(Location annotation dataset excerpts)
↓
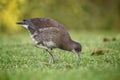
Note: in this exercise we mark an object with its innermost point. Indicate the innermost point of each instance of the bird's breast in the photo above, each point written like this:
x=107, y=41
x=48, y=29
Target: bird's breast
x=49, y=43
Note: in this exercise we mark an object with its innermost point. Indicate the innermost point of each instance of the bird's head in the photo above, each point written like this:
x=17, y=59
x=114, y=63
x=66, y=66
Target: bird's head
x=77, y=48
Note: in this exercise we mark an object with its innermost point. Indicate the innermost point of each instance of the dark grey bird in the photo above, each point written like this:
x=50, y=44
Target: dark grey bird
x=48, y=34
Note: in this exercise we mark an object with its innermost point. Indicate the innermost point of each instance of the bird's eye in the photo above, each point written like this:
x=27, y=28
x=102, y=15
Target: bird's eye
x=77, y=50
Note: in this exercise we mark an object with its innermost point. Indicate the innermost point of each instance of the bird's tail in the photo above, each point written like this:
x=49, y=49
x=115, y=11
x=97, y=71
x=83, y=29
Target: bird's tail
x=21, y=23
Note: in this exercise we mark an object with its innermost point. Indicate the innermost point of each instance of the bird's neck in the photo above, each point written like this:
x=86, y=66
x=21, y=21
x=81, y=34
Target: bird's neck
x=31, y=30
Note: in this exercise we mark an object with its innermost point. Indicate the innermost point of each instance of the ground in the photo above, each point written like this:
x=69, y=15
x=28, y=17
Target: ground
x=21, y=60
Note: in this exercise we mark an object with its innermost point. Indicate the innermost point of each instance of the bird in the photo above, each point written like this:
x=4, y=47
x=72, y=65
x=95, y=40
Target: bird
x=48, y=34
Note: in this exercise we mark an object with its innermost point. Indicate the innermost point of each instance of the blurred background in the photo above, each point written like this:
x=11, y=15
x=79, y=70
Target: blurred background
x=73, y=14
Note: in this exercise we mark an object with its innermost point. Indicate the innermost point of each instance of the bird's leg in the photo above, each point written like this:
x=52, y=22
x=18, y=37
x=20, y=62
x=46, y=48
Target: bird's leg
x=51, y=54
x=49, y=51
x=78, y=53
↑
* [Exercise aim]:
Without the pictures, restate all the entries above exactly.

* [Exercise answer]:
Note: in this exercise we mark an object with its innermost point. Indicate the innermost point of each instance of the bird's breast in the photo above, each point written like this:
x=107, y=41
x=48, y=29
Target: bird's breast
x=49, y=43
Note: in this exercise we mark an object with its innermost point. Indicate the innermost point of each instance of the bird's head in the photo above, each point written like this:
x=17, y=59
x=114, y=63
x=66, y=66
Target: bird's head
x=77, y=48
Note: in this exercise we mark an object with its innermost point. Indicate the innermost point of each instance of the dark grey bird in the photo above, each point written like this:
x=50, y=44
Target: dark grey bird
x=48, y=34
Note: in this exercise we mark an object with its innermost point. Indicate the innermost point of each instance of the bird's eye in the photo above, each point written like this:
x=27, y=28
x=102, y=15
Target: bird's eye
x=77, y=50
Note: in this exercise we mark an object with its innermost point. Indicate the innermost point of each instance of the bird's tail in the photo above, each point written like this:
x=49, y=49
x=115, y=11
x=97, y=71
x=83, y=29
Target: bird's tail
x=21, y=23
Note: in this exercise we mark an object with its innermost point. Indicate the innermost point of each instance of the bird's neck in the photo above, each point written like this:
x=86, y=66
x=21, y=21
x=81, y=34
Target: bird's neck
x=31, y=30
Note: in this exercise we mark an object with its innermost point. Indicate the innermost point of each instance of the ground in the photo above, each point written like this:
x=69, y=15
x=28, y=17
Target: ground
x=21, y=60
Note: in this exercise we mark an object with its innermost point. Indicate the innermost point of each instance of the bird in the photo above, each point written like this:
x=4, y=47
x=72, y=65
x=95, y=40
Target: bird
x=48, y=34
Note: in this exercise we mark an object with its innermost point. Indicate the innermost point of each instance of the blurred background in the photo above, each point written like this:
x=11, y=15
x=79, y=70
Target: blurred background
x=73, y=14
Note: in this exercise we mark an object with its innermost point. Indicate the innermost point of each instance of the bird's leg in the photo above, each point written like this:
x=52, y=22
x=18, y=37
x=20, y=62
x=46, y=48
Target: bird's leg
x=51, y=54
x=49, y=51
x=78, y=53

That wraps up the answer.